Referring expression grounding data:

++++++++

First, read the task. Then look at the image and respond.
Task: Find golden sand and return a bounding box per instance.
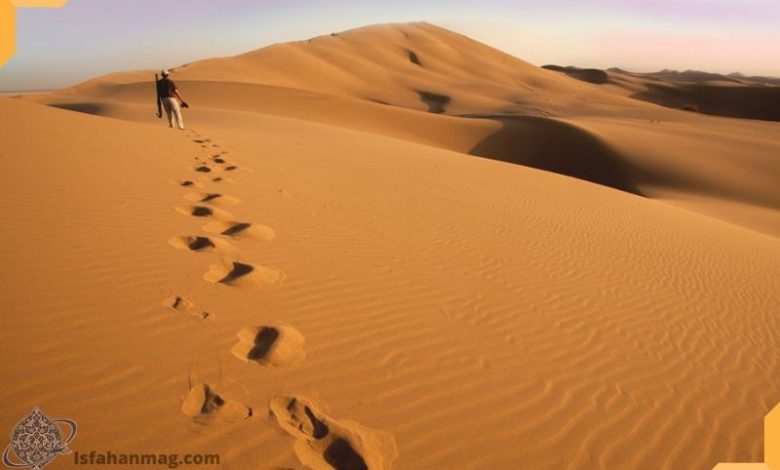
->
[1,22,778,469]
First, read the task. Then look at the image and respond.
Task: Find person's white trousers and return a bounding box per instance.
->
[162,97,185,129]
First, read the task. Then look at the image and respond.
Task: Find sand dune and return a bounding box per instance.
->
[2,22,779,470]
[28,23,780,236]
[545,65,780,121]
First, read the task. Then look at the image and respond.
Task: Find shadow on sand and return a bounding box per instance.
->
[468,115,643,196]
[48,102,108,116]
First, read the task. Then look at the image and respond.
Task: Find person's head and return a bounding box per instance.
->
[161,69,169,78]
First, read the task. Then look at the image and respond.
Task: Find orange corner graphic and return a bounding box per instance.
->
[713,401,779,469]
[0,0,68,67]
[0,0,14,67]
[767,404,779,470]
[10,1,68,7]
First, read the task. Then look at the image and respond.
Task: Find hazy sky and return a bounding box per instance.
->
[1,0,778,91]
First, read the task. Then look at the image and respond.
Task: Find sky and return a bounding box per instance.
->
[1,0,779,91]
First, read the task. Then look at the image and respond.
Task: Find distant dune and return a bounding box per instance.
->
[2,22,779,470]
[544,64,780,121]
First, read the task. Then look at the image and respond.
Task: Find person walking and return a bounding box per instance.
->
[156,69,188,130]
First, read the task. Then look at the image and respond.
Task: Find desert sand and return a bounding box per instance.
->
[1,22,778,469]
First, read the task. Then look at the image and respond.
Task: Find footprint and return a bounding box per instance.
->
[269,396,398,470]
[183,192,240,206]
[203,260,284,287]
[203,221,275,241]
[231,324,305,366]
[212,157,226,164]
[175,206,234,220]
[224,165,238,172]
[195,165,212,173]
[172,179,204,189]
[203,194,225,203]
[192,206,213,217]
[162,296,209,319]
[181,383,252,423]
[167,235,234,254]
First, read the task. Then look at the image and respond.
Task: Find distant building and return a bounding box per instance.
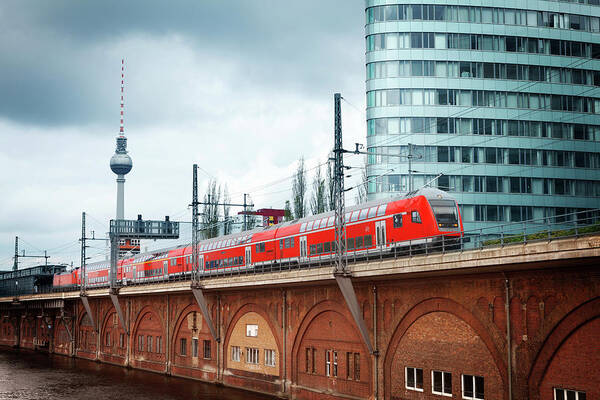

++++++++

• _Exercise goal_:
Please transcribe each entry exactly, but skip any picture it holds.

• _Result_:
First, read the task. Then look at the image and respond.
Task: Find golden sand and return a bounding box per instance.
->
[1,22,778,469]
First, read the task. Then look at the image and respond.
Task: Find person's white trousers and return a bounding box per instance.
->
[162,97,185,129]
First, read the task. Then look at the image and respond.
Task: Find sand dune and return a bounding box per instance.
->
[2,22,779,470]
[28,23,780,236]
[545,65,780,121]
First, read the task. Then look at the image and respond.
Task: Find shadow on sand and return a bounding box per instance.
->
[468,115,643,196]
[48,102,108,116]
First, read the task. Then look at the image and respond.
Task: Find person's head and return a bounding box per instance.
->
[161,69,169,78]
First, read the task. Then look at the image and respond.
Task: Find orange corner graphic and return a bounding box per instance.
->
[713,401,779,469]
[0,0,68,67]
[0,0,14,67]
[767,404,779,470]
[10,1,68,7]
First, read the task. Then look at the image and respond.
Task: Find hazy sky and return a bounding box per instance.
->
[1,0,778,91]
First, read the task. Then look at the image and respond.
Task: Find sky and return a bounding box per instance.
->
[1,0,779,91]
First, read the task. Then look at the image and respond.
Task: Find distant dune and return a bounding box per instance.
->
[2,22,779,470]
[544,64,780,121]
First, read the task. Then look at the image and respond.
Task: Find person walking and return a bounding box per instance.
->
[156,69,188,130]
First, read the task. Then look at the image and respond.
Task: Find desert sand and return a bounding box per instance.
->
[1,22,778,469]
First, read the task. Then look at the image and respond.
Task: Find footprint and return a bounding box per instance.
->
[269,396,398,470]
[183,192,240,206]
[203,260,284,287]
[203,221,275,241]
[231,324,305,366]
[212,157,226,164]
[175,206,234,220]
[224,165,238,172]
[195,165,212,173]
[172,179,204,189]
[203,194,225,203]
[192,206,213,217]
[162,296,209,319]
[181,383,252,423]
[167,235,234,254]
First, read the task. Then look at the image and respond.
Task: Find distant building and return a bounding box per instance.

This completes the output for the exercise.